» Directions for this task
Repeat the material verbatim. Images are excluded from the copy.

________

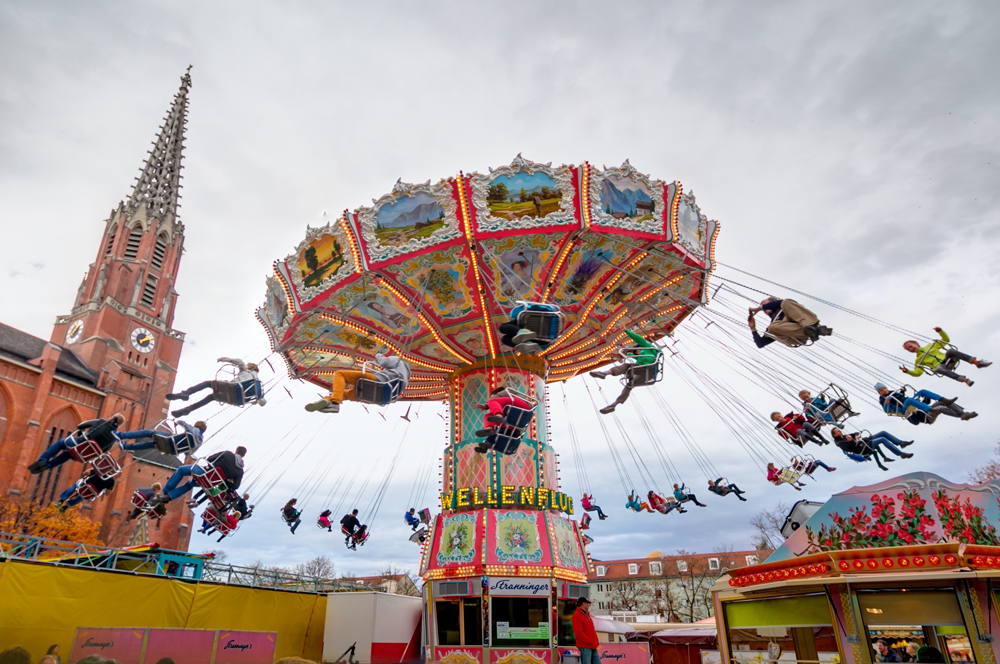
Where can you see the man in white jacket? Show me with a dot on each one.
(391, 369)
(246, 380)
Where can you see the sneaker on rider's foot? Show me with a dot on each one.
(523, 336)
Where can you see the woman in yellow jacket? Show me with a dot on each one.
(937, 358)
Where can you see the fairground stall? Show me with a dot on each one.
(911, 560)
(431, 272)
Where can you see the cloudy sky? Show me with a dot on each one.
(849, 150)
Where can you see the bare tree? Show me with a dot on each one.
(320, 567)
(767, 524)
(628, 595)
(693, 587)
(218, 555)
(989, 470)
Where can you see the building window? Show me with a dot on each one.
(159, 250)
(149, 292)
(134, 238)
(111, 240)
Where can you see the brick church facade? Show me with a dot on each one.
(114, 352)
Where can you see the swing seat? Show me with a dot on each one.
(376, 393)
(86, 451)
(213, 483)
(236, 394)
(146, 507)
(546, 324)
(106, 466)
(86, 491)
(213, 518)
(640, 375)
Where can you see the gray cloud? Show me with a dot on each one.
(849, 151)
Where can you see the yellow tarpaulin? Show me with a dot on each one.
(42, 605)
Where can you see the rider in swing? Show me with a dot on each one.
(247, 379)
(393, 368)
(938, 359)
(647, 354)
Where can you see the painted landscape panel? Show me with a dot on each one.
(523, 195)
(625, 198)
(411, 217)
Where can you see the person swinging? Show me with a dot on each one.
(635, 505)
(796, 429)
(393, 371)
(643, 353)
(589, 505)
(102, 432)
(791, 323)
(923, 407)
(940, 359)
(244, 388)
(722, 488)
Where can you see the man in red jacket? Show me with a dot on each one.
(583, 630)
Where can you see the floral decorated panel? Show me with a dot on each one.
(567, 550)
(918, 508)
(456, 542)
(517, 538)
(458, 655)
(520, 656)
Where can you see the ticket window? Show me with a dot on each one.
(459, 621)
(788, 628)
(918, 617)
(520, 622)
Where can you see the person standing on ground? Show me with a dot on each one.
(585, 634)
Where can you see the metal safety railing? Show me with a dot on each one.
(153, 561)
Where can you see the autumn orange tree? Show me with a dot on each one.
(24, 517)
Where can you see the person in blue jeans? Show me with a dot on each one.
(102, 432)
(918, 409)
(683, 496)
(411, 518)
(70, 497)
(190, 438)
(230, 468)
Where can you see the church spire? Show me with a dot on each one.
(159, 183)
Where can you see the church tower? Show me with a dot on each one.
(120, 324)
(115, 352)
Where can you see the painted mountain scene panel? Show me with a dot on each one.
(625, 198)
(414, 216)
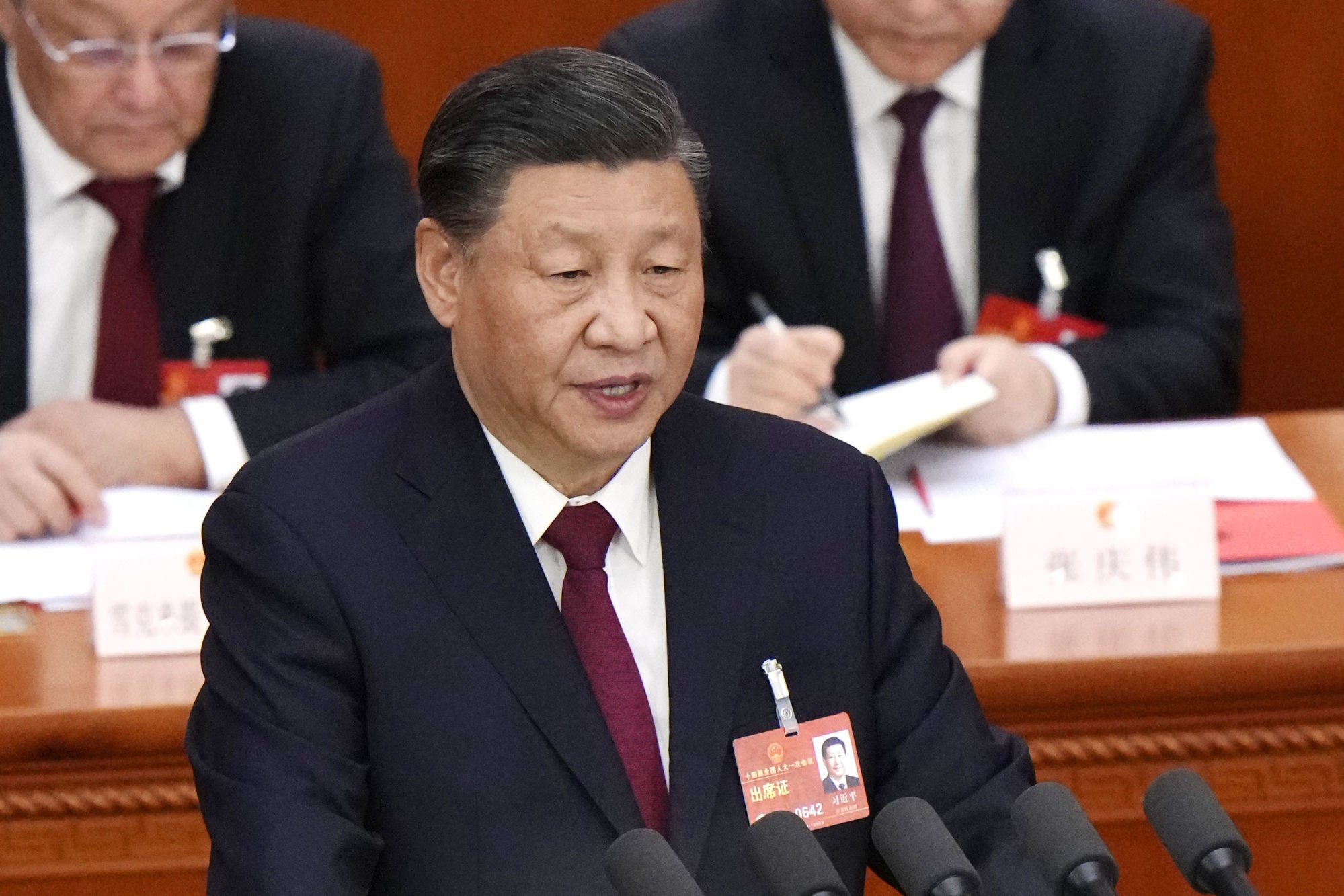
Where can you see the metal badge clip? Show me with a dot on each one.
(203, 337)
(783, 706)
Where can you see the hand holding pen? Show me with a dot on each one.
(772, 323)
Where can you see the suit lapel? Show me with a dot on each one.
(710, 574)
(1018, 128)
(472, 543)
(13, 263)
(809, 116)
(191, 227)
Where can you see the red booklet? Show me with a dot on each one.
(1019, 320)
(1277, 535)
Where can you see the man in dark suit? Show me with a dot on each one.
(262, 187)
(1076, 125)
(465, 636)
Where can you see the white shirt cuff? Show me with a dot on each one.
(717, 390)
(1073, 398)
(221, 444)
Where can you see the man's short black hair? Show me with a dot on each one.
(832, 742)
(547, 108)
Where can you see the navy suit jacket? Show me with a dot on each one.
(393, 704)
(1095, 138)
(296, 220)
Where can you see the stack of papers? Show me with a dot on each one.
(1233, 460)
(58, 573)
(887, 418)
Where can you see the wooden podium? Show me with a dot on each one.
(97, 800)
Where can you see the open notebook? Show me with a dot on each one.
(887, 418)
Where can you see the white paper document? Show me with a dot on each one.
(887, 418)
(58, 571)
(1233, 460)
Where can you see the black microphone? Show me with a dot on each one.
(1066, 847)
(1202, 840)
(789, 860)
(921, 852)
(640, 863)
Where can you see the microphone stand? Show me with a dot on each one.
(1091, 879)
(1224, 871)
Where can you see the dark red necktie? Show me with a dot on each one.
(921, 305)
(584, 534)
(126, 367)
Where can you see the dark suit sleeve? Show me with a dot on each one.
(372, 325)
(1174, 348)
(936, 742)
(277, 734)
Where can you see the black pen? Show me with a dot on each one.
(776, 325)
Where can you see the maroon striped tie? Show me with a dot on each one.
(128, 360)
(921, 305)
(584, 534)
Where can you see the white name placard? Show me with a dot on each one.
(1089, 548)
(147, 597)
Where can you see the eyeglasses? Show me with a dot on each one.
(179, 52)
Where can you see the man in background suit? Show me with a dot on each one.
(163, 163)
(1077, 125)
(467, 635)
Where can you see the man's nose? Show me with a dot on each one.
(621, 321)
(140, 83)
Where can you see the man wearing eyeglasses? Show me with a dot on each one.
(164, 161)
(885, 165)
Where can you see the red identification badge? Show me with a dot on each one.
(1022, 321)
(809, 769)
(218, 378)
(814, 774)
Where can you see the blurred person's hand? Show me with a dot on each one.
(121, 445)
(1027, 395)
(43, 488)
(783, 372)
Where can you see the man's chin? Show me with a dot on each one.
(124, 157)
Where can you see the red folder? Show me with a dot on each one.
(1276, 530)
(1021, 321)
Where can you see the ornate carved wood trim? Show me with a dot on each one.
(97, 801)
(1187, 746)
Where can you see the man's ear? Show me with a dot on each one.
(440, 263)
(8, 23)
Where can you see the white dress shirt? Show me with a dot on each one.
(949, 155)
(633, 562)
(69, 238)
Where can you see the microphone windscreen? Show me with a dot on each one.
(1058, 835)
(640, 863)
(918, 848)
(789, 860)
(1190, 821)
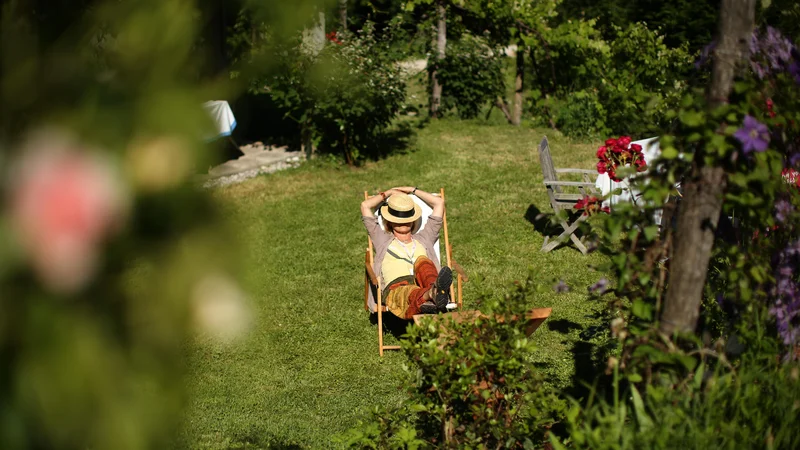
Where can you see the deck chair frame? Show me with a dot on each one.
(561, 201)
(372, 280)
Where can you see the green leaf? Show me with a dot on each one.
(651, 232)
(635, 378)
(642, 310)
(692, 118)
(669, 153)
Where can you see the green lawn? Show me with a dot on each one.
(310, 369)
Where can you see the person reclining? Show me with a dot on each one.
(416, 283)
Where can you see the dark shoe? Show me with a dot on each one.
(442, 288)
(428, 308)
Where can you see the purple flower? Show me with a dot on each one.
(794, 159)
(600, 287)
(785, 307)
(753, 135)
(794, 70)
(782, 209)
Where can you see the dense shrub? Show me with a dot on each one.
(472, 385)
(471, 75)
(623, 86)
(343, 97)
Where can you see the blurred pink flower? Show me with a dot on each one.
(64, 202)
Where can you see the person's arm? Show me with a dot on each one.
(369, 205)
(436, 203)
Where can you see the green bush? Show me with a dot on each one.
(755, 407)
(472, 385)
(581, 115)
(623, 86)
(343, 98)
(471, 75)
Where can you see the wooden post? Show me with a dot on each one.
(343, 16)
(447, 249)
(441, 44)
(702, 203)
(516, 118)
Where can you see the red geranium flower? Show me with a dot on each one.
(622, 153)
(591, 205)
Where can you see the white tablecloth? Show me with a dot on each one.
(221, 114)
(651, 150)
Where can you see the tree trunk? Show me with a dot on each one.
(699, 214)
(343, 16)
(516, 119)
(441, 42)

________

» Solution
Where can you see the man in white jacket? Show me with a dot on each one.
(391, 369)
(246, 380)
Where can you see the sneaker on rider's foot? Show me with a dot on each one.
(523, 336)
Where can you see the woman in yellow jacket? Show me with a dot on each one.
(937, 358)
Where can you see the fairground stall? Show me with a dot on each one.
(911, 560)
(431, 272)
Where can you see the cloudy sky? Show me with a dot on each one.
(849, 150)
Where can you see the bare tree? Show me with a dot on each one.
(320, 567)
(767, 524)
(628, 595)
(693, 587)
(218, 555)
(989, 470)
Where can you see the building window? Show me with a dot on each one.
(159, 250)
(149, 292)
(134, 238)
(111, 240)
Where can you see the brick church facade? Show me with a dot on each one.
(114, 352)
Where can you see the swing seat? Show me with a dot on each one.
(376, 393)
(86, 451)
(213, 483)
(236, 394)
(146, 507)
(546, 324)
(106, 466)
(86, 491)
(213, 518)
(640, 375)
Where can you see the gray cloud? Show me with a dot on each one.
(849, 151)
Where can you see the yellow tarpaulin? Show me with a dot on each one.
(42, 605)
Where can you see the rider in swing? Show me with a dot on each one.
(247, 379)
(393, 368)
(938, 359)
(647, 354)
Where can you see the painted landscape panel? Show me with a dot on each one.
(523, 195)
(625, 198)
(411, 217)
Where can you see the person swinging? Show me with a dot on each one.
(635, 505)
(796, 429)
(393, 371)
(643, 353)
(589, 505)
(102, 432)
(791, 323)
(923, 407)
(940, 359)
(244, 388)
(722, 488)
Where can you see the man in red jacket? Show me with a dot on each one.
(583, 630)
Where can you see the floral decorated panel? Show me with a dot on each one.
(567, 550)
(918, 508)
(456, 542)
(517, 538)
(458, 655)
(520, 656)
Where can you see the ticket window? Show me with a dot on each one.
(459, 621)
(788, 628)
(918, 617)
(520, 622)
Where can you see the person standing on ground? Show me with a dot on each one.
(585, 634)
Where can you see the metal safety railing? Show me with a dot on each one.
(153, 561)
Where can you see the autumn orange tree? Show me with a dot on each one.
(24, 517)
Where can you see the person in blue jeans? Show me with a dot on each one.
(102, 432)
(918, 409)
(683, 496)
(411, 518)
(70, 497)
(190, 438)
(230, 468)
Where can you see the church spire? Show me with a dot on each one.
(159, 183)
Where can you see the church tower? Show me with a dot on each one.
(120, 324)
(115, 352)
Where can you see the painted mountain scene panel? Show me with a dot on each one.
(625, 198)
(414, 216)
Where can you see the metal badge clip? Show me with a dot on each one.
(203, 337)
(783, 706)
Where can you see the hand holding pen? Show me with a dot on each one.
(772, 323)
Where can you see the suit lapel? Show me with a dot on each one.
(710, 574)
(1018, 128)
(472, 543)
(13, 263)
(809, 116)
(191, 227)
Where can you see the red booklet? Show me with a dot on each one.
(1019, 320)
(1277, 535)
Where can you see the man in dark suit? Show me with a dot on each one.
(262, 187)
(1076, 125)
(465, 636)
Where can you see the white shirt cuff? Show me with a dot on each one.
(717, 390)
(1073, 398)
(221, 444)
Where can you see the man's short black hair? Show me with a dot on each one.
(832, 742)
(547, 108)
Where can you see the navy suit jacket? Show me with a dot on each one.
(393, 704)
(1095, 138)
(296, 220)
Where can you see the stack of papers? Show me with a dot on each one.
(1233, 460)
(58, 573)
(887, 418)
Where can you see the wooden podium? Show me with a dot on each one.
(97, 800)
Where can you see the open notebook? Show me with a dot on each one.
(887, 418)
Where can you see the white paper document? Show me with a dot on each one.
(887, 418)
(58, 571)
(1233, 460)
Where can you see the black microphone? Show me with a dot on each one.
(1066, 847)
(1202, 840)
(789, 860)
(921, 852)
(640, 863)
Where can you see the microphone stand? Show me with a dot on each one.
(1091, 879)
(1224, 871)
Where can you see the dark red necktie? Show me with a dot on each one.
(921, 305)
(584, 534)
(126, 367)
Where can you see the dark suit sleeve? Show me with a dot on each one.
(372, 325)
(1174, 348)
(936, 742)
(277, 734)
Where can you see the black pen? Show me with a dot on each one.
(776, 325)
Where can you see the maroon striped tie? Show me with a dot on each one.
(128, 360)
(921, 305)
(584, 534)
Where can you see the white name placard? Show me with a dot on each one.
(1089, 548)
(147, 597)
Where can you see the eyeglasses? Show me with a dot on each one.
(179, 52)
Where can you see the man in background suit? Show me with a dot on each one.
(163, 163)
(1077, 125)
(467, 635)
Where can you see the man's nose? Show me with a dot on each one.
(621, 321)
(140, 83)
Where can you see the man wearing eyeglasses? Show me with a dot on each one.
(164, 161)
(885, 165)
Where can you see the red identification badge? Show me with a dot on each one.
(1022, 321)
(809, 769)
(218, 378)
(814, 774)
Where can you see the blurred person's hand? Show me with a dot on each one.
(121, 445)
(1027, 395)
(43, 488)
(783, 372)
Where can you see the man's chin? Show me with a dot on each one.
(124, 157)
Where can you see the red folder? Show me with a dot on each one.
(1276, 530)
(1021, 321)
Where can you see the ornate carved wood trim? Show me with a dot on each one.
(97, 801)
(1187, 746)
Where can you see the man's ear? Show me with a dot on each one.
(440, 263)
(8, 23)
Where can you see the white dress shirt? Show me with a dot on each one.
(949, 155)
(633, 562)
(69, 238)
Where can you see the microphone windscreen? Show me with a dot on each one.
(1058, 835)
(640, 863)
(918, 848)
(789, 860)
(1190, 821)
Where can you see the deck chair frame? Show me with a dot on each one.
(561, 201)
(372, 280)
Where can you see the green leaf? Show me with a dot on each one.
(651, 232)
(635, 378)
(642, 310)
(692, 118)
(669, 153)
Where can you see the green lawn? Show me with a dot on each one.
(310, 369)
Where can you see the person reclining? Show me with a dot on each one.
(416, 283)
Where can you see the dark shoe? Show me with a dot on each one.
(442, 288)
(428, 308)
Where can you see the purple flower? Show me with a dot on each one.
(794, 159)
(600, 287)
(785, 307)
(753, 135)
(794, 70)
(782, 209)
Where can you see the dense shrub? Show me with a dot on each one.
(472, 385)
(471, 75)
(623, 86)
(343, 97)
Where can you see the blurred pink flower? Show me with a dot on each one.
(64, 202)
Where can you see the person's arm? Show me with a dot on each one.
(369, 205)
(436, 203)
Where can you see the green bush? Show me with a dot on each one.
(755, 407)
(472, 385)
(581, 115)
(623, 86)
(343, 98)
(471, 75)
Where can you see the wooden post? Show me with a dot on each one.
(343, 16)
(447, 249)
(441, 44)
(702, 203)
(516, 118)
Where can you see the red geranium flower? Show me with a dot on each one.
(622, 153)
(591, 205)
Where can you see the white tablecloth? Show me with a dot on each one.
(221, 114)
(651, 150)
Where can you see the tree trunk? Show me with a dot on each one.
(699, 214)
(343, 16)
(516, 119)
(441, 42)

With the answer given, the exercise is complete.